**Problem to work on**
All of the data should be given again word for word, though the images are to be left out.

BEGIN Records shown

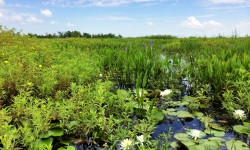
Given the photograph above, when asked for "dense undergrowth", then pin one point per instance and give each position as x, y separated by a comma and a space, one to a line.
54, 91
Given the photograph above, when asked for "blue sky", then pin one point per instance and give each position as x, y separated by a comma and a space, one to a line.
130, 18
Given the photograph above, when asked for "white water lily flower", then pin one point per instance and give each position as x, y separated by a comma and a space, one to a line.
239, 113
126, 143
140, 139
195, 134
165, 92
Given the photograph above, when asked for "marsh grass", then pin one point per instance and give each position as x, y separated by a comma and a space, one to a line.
53, 87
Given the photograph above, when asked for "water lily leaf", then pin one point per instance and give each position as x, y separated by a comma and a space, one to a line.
181, 137
184, 114
174, 144
71, 148
171, 113
171, 109
241, 129
247, 124
218, 139
214, 132
217, 127
198, 114
188, 143
56, 132
211, 145
206, 120
202, 134
157, 114
236, 144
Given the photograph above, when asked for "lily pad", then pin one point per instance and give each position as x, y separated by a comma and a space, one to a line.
174, 144
184, 114
217, 127
198, 114
157, 114
215, 132
221, 141
236, 144
211, 145
242, 129
247, 124
181, 136
202, 134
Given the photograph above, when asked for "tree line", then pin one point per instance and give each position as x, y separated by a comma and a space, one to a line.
69, 34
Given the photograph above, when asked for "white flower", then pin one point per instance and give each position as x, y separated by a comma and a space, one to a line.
195, 134
239, 113
165, 92
140, 139
126, 143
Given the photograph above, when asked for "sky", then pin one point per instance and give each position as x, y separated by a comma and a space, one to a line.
129, 18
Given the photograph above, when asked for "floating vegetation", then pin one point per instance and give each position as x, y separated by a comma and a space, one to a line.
79, 93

END Records shown

**Written solution**
Given the photograph above, when asked for "dense undergrowth", then pin one point per instance and give each position as x, y separated by a comma and a space, one to a line.
54, 91
Given the photograph above, when asked for "blue sky", then pin one point per instance and give each position as x, y separated by a comma and a space, one to a line.
130, 18
Given the photograph above, when asked for "white water lily flower", then pin one point per instance and give each position as x, y separated by a comma and a space, one to a line.
239, 113
126, 143
140, 139
195, 134
165, 92
Given the photograph above, when asked for "marsh grass", then pin one point per instance and give each position as x, y separated by a comma and a space, one to a line.
53, 87
Given the photograph above, when asked for "water lily leaf", then pin one point per instance and give each position as x, y separated by a comma and a space, one to a line.
181, 137
184, 114
174, 144
71, 148
171, 113
171, 109
241, 129
247, 124
218, 139
214, 132
217, 127
198, 114
188, 143
56, 132
211, 145
206, 120
202, 134
157, 114
236, 144
Given the photograph above, when asked for "lily pad", then pin one point per instance and give each position as x, y separated by a comma and a space, one to a line.
174, 144
184, 114
217, 127
198, 114
157, 114
215, 132
221, 141
236, 144
211, 145
242, 129
247, 124
181, 136
202, 134
Given the photograph above, when asked for "tree line", then pin one point per instance and give each position as x, y separated by a comma and a space, one to a line.
69, 34
Given the photograph above, when asked for "white flower", then pin one point per instance and give each position as x, y separated by a comma and a space, one to a line.
195, 134
239, 113
165, 92
140, 139
126, 143
Given the photograph above, when asked for "sky", then pin one point per instance and give each position as x, y separated by a comma and a space, one to a line.
129, 18
Given the photograph above, when asked for "floating vegetation", then pin one point per instance and give each position as x, y separated by a comma and a space, one to a line.
79, 93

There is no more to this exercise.